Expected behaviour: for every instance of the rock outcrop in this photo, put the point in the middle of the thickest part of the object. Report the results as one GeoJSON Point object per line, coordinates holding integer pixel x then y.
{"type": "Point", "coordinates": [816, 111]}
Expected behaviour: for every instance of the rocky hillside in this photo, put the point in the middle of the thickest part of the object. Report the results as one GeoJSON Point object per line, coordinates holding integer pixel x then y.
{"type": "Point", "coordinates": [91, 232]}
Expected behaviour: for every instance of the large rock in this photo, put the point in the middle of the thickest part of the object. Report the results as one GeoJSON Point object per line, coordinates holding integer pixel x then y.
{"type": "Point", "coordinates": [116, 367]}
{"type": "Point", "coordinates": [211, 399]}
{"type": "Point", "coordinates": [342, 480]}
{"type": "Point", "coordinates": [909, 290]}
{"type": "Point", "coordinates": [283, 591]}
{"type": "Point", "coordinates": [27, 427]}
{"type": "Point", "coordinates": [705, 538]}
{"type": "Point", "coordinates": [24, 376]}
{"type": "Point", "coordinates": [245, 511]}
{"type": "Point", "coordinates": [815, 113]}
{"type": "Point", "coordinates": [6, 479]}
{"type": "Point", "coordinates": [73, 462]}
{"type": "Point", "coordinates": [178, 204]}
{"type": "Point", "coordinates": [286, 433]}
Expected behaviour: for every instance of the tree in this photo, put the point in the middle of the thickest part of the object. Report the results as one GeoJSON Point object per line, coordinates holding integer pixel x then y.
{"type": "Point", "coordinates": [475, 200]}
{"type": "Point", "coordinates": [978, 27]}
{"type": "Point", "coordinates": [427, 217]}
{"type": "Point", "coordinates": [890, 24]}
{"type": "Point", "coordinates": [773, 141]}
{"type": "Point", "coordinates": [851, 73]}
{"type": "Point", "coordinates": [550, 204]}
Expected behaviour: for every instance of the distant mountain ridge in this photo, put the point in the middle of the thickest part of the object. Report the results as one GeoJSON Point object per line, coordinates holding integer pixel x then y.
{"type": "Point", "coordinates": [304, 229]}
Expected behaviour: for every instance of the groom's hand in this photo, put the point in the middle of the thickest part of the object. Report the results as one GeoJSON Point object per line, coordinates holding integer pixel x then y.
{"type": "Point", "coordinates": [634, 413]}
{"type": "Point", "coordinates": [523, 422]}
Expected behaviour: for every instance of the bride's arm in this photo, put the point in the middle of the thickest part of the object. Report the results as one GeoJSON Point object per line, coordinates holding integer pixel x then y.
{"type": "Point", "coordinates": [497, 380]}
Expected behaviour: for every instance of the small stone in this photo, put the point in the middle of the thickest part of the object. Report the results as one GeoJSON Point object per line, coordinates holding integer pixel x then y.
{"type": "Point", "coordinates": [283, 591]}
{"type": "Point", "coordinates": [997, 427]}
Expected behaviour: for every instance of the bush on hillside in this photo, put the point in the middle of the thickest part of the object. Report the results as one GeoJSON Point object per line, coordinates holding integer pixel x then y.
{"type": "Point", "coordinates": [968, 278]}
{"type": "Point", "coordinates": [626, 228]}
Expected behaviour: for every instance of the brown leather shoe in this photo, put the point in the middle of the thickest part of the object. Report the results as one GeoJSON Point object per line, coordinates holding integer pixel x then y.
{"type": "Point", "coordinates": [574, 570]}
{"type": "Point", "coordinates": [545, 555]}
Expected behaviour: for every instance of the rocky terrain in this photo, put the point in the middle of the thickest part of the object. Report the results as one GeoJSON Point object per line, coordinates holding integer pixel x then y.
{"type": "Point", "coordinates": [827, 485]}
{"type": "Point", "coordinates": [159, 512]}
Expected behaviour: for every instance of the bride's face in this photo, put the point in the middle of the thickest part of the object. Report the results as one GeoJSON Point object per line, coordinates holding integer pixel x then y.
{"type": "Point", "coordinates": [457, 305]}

☆ ☆ ☆ ☆ ☆

Task to carry out
Take the lines above and print them exactly.

The completed task
Expected behaviour: for every instance of the rock outcrop in this photo, put the point in the middle of the thickest part of the object. Report the results as one GeoJSON Point object per line, coordinates holding integer pixel x then y.
{"type": "Point", "coordinates": [816, 111]}
Expected behaviour: for every instance of the rocky hillside in this photo, put the point in the middle of the thickest part of the object. Report the results as one GeoJSON Point object per line, coordinates holding integer pixel x then y.
{"type": "Point", "coordinates": [91, 232]}
Expected behaviour: for every instance of the large rock in this photo, put the point in the middle of the thickest part of the object. Report the results as one GeoJSON Point object per line, coordinates holding integer pixel x then y.
{"type": "Point", "coordinates": [116, 367]}
{"type": "Point", "coordinates": [211, 399]}
{"type": "Point", "coordinates": [342, 480]}
{"type": "Point", "coordinates": [909, 290]}
{"type": "Point", "coordinates": [283, 591]}
{"type": "Point", "coordinates": [27, 427]}
{"type": "Point", "coordinates": [705, 538]}
{"type": "Point", "coordinates": [24, 376]}
{"type": "Point", "coordinates": [245, 511]}
{"type": "Point", "coordinates": [815, 113]}
{"type": "Point", "coordinates": [6, 479]}
{"type": "Point", "coordinates": [73, 462]}
{"type": "Point", "coordinates": [178, 204]}
{"type": "Point", "coordinates": [286, 433]}
Expected behaviour: for every instance of the tree in this photo, put the point in the middle of the thickest part of the object. Report the results as one GeoJSON Point object per line, coordinates holding integer pixel x then y.
{"type": "Point", "coordinates": [475, 200]}
{"type": "Point", "coordinates": [978, 27]}
{"type": "Point", "coordinates": [427, 217]}
{"type": "Point", "coordinates": [890, 24]}
{"type": "Point", "coordinates": [773, 141]}
{"type": "Point", "coordinates": [851, 73]}
{"type": "Point", "coordinates": [550, 204]}
Expected behaviour: for every instance of the distant mountain ridge in this photo, put the point in the middle of the thickest part of the object. Report the results as one GeoJSON Point object per line, coordinates holding integer pixel x then y.
{"type": "Point", "coordinates": [304, 229]}
Expected behaviour: for every instance of the groom's hand in this photo, put the point in the middle of the thickest part of the object. Report the results as one GeoJSON Point object per line, coordinates holding integer pixel x then y.
{"type": "Point", "coordinates": [634, 413]}
{"type": "Point", "coordinates": [523, 422]}
Expected behaviour: for every instance of the bride's arm in this photo, put the point in the middle of the thickest part of the object. Report the results as one GeoJSON Point object per line, coordinates holding integer pixel x then y.
{"type": "Point", "coordinates": [497, 380]}
Expected behaviour: for every instance of the small stone in this photo, put the point in the middle of the thickest part of the object. Report the results as one GeoJSON Point object per line, coordinates holding integer pixel x then y.
{"type": "Point", "coordinates": [283, 591]}
{"type": "Point", "coordinates": [997, 427]}
Expected behaviour: for every instance of the bush on hillside in this photo, put the point in the middle of the thickest part of the object. Report the results as one GeoJSON Point object per line, coordinates holding integer pixel x then y.
{"type": "Point", "coordinates": [968, 278]}
{"type": "Point", "coordinates": [626, 228]}
Expected behaviour: for every instance of the brown leather shoe in this photo, put the point in the middle of the thickest part of the object. Report the results as one GeoJSON Point object per line, coordinates holding integer pixel x then y.
{"type": "Point", "coordinates": [574, 570]}
{"type": "Point", "coordinates": [545, 555]}
Expected behaviour: for every instance of the rocky terrain in this photo, put the point in the middle of the thickest part of the object. Report the results as one GeoJSON Point object per line, coordinates holding integer pixel x then y.
{"type": "Point", "coordinates": [827, 485]}
{"type": "Point", "coordinates": [159, 512]}
Expected behaviour: for every instance of the bride's face in this photo, put the point in the middle of the thickest part of the object. Report the results as one GeoJSON Point object per line, coordinates holding integer pixel x then y.
{"type": "Point", "coordinates": [457, 305]}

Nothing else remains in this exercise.